[Pointing data]
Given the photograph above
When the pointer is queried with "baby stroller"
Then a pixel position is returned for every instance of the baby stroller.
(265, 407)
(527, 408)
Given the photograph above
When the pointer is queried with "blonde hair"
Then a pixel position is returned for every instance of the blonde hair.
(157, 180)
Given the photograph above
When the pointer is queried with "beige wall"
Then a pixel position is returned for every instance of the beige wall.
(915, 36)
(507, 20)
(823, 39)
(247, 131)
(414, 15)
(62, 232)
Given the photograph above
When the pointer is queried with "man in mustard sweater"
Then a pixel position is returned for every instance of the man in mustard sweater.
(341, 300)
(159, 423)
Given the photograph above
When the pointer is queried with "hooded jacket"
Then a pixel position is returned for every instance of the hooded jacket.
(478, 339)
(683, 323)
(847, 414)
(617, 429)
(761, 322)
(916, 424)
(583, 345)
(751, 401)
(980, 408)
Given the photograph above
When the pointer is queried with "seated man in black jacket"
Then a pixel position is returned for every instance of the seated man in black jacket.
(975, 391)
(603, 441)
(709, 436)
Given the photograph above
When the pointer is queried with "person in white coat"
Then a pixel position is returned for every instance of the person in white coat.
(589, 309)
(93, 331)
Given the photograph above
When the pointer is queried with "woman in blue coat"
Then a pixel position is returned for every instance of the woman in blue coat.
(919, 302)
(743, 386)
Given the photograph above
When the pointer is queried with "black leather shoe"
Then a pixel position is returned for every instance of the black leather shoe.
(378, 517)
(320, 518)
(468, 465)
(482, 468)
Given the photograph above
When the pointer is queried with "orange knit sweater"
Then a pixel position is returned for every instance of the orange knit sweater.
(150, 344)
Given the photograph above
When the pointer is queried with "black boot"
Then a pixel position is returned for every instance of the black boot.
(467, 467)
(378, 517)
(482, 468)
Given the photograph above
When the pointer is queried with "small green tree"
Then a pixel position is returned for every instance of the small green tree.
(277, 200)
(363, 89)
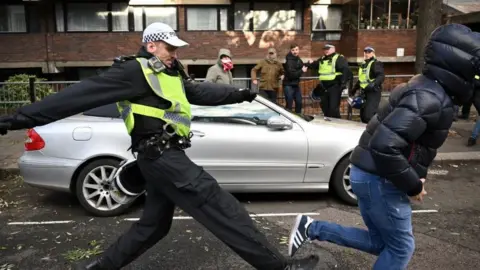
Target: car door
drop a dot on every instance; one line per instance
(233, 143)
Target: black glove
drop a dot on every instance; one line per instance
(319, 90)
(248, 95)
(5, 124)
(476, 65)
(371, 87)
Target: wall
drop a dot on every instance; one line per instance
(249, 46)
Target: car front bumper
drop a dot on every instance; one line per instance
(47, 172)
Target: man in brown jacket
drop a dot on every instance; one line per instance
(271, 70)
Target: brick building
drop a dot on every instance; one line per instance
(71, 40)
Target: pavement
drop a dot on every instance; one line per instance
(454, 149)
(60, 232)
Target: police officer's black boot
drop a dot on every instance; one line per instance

(Work to be completed): Reproduce all of the data above word for word, leaving out any pictures.

(The result):
Given the photograph above
When the pointer is queried with "baby stroller"
Then a pixel position is returned for every instance of the baby stroller.
(265, 407)
(527, 408)
Given the photograph above
When the pointer is queried with "blonde hair"
Then a pixel position is returned for every instance of the blonde hair.
(157, 180)
Given the photograph above
When the pointer is queried with "beige wall"
Then a pixel position is returned for every instance of the beige wall.
(915, 36)
(507, 20)
(823, 39)
(247, 131)
(414, 15)
(62, 232)
Given the photograph above
When the pointer is queried with "man in mustard sweater"
Then a pixel position is returned for every instance of the man in mustard sweater.
(341, 300)
(159, 423)
Given the photograph above
When the pointer is queried with "hooded jacket"
Then a pixel position is returned for every instance of the hooded jacket.
(478, 339)
(683, 323)
(847, 414)
(617, 429)
(761, 322)
(916, 424)
(583, 345)
(751, 401)
(980, 408)
Given the photograph above
When the pointer is queried with "seated man in black jacket"
Then a pixel position is returned for every instance of the seated man in black jacket.
(975, 391)
(603, 441)
(709, 436)
Given the photograph above
When the pointer is queried with "person in white coat"
Then a pixel position is returned for every instance of the person in white coat.
(589, 309)
(93, 331)
Given the photograph above
When the pointer is queried with "woman in blue coat"
Then a pixel position is returned for every instance of the woman in blue coat.
(919, 302)
(743, 386)
Given the photograph above
When the pointer is queried with "black leather shoe"
Then a pixel position is returned for every instance of the black leather shoe.
(378, 517)
(320, 518)
(468, 465)
(482, 468)
Given the photograph above
When the pointer is queried with "orange knit sweater"
Then a pixel position is returned for every instance of the orange knit sweater.
(150, 344)
Given the photograph above
When the pointer is queried with "black boot"
Then a pixel position is returned for every instance of the black boot.
(467, 467)
(378, 517)
(482, 468)
Given the photograph above
When the pointer is queried with "small green tree"
Then a pixel position is returned for every instance of the small green tree.
(277, 200)
(363, 89)
Target: car door
drop a dot on every instance; one line per instance
(233, 143)
Target: black glove
drop a dot on every instance; one line per instance
(319, 90)
(248, 95)
(5, 124)
(476, 65)
(371, 87)
Target: wall
drop a dot on every instance; one line per instance
(249, 46)
Target: car front bumper
drop a dot on every instance; one line per instance
(47, 172)
Target: man in brown jacket
drop a dot on every instance; one line per instance
(271, 70)
Target: brick building
drop a dot on every instance; one line per instance
(71, 40)
Target: pavement
drop a dot on every instance; one line per instance
(454, 149)
(60, 232)
Target: police officer's black boot
drop a dot on every instance; one line per instance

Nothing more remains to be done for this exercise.